[Problem to work on]
Reproduce the entries exactly.

━━━ Given records

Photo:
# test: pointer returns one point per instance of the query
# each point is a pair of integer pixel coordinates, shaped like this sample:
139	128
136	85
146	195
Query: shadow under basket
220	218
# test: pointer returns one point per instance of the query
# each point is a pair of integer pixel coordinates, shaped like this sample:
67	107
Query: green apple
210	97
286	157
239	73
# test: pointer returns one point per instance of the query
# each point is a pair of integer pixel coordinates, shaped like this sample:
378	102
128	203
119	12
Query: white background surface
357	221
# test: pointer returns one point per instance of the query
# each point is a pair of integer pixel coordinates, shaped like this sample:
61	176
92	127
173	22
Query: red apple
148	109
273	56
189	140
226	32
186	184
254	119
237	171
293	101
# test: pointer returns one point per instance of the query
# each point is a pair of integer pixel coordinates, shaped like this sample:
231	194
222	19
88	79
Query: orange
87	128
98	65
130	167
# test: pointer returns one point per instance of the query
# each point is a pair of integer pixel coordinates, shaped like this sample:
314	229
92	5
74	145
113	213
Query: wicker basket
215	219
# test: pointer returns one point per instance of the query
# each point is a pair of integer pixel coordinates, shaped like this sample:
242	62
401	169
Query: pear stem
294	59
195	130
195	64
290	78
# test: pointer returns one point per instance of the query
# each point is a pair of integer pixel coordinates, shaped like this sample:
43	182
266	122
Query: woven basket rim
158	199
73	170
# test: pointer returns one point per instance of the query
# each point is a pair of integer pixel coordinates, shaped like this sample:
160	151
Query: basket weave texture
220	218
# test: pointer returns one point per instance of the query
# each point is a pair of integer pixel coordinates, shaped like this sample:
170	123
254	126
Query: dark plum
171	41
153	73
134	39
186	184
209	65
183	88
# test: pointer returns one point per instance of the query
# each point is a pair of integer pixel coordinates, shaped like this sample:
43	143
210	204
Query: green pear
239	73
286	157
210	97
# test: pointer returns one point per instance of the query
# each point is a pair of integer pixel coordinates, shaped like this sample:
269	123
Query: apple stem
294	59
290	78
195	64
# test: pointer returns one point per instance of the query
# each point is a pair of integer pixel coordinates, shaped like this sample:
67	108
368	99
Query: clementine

━━━━━━

[Solution to this problem]
Photo:
# test: pointer returns one point per instance of the query
# each point is a pair of integer pixel coordinates, shaped like this sample:
139	128
136	85
146	195
Query: shadow under basket
220	218
# test: pointer returns one point per instance of the query
# each point is a pair of integer pixel coordinates, shaped like this sample:
67	107
Query: green apple
210	97
286	157
239	73
# test: pointer returns one point per instance of the query
# each point is a pair of integer pixel coordinates, shaped like this sample:
378	102
128	203
119	12
Query: white background surface
357	221
# test: pointer returns one point per instance of the query
# each point is a pair of integer pixel coordinates, shaped like this sample:
61	176
92	127
173	22
Query: red apple
148	109
273	56
189	140
226	32
186	184
254	119
237	171
293	101
# test: pointer returns one point per instance of the query
# each point is a pair of integer pixel coordinates, shaped like this sample:
231	194
222	19
88	79
Query: orange
87	128
98	65
130	167
# test: pointer returns one point per instance of the query
# each point is a pair of integer pixel coordinates, shaped like this sample:
314	229
92	5
74	145
113	213
Query: wicker basket
215	219
# test: pointer returns one point per instance of the query
# each point is a pair of integer pixel coordinates, shaped like this sample:
242	62
401	169
Query: pear stem
294	59
195	130
195	64
290	78
# test: pointer returns one point per instance of the query
# each point is a pair of integer pixel coordinates, shaped like this sample:
43	182
266	122
Query: woven basket rim
158	199
73	170
# test: pointer returns one point per instance of the query
# each point is a pair of integer pixel coordinates, shaped like this sample:
160	151
Query: basket weave texture
220	218
# test: pointer returns one point per instance of the query
# each point is a pair of integer pixel coordinates, shaped like this sample:
170	123
254	126
Query: dark plum
171	41
153	73
134	39
186	184
209	65
183	88
# test: pointer returns one point per instance of the query
# each point is a pair of integer pixel coordinates, shaped like this sample:
43	143
210	204
Query: green pear
239	73
286	157
210	97
# test: pointer returns one point per instance of the query
# each point is a pair of integer pixel coordinates, shaped like this sample:
269	123
Query: apple stem
294	59
290	78
195	64
# test: pointer returns one point per instance of the query
# each point is a pair of integer pixel coordinates, shaped like this sample:
67	108
368	99
Query: clementine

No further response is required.